> [Input]:

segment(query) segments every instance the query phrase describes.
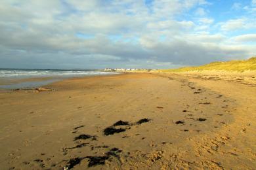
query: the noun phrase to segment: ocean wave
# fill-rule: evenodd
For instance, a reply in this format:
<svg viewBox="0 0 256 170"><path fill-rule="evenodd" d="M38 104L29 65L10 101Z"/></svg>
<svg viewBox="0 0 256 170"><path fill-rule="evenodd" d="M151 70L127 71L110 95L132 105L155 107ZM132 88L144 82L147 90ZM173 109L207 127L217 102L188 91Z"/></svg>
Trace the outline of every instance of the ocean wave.
<svg viewBox="0 0 256 170"><path fill-rule="evenodd" d="M112 72L98 71L75 71L75 70L18 70L1 69L0 78L23 78L41 76L79 76L89 75L112 75Z"/></svg>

> [Your instructions]:
Can you output everything from the first of the lines above down to the line containing "Trace the outline", word for word and leaving out the pictures?

> [Complete answer]:
segment(query) segments every instance the query phrase describes.
query: the noun phrase to segment: ocean wave
# fill-rule: evenodd
For instance, a reply in this format:
<svg viewBox="0 0 256 170"><path fill-rule="evenodd" d="M38 104L29 65L10 101Z"/></svg>
<svg viewBox="0 0 256 170"><path fill-rule="evenodd" d="M151 70L127 71L110 95L132 105L155 107ZM132 88L144 82L147 90ZM173 109L207 127L217 102L188 91Z"/></svg>
Trace the outline of every instance of the ocean wave.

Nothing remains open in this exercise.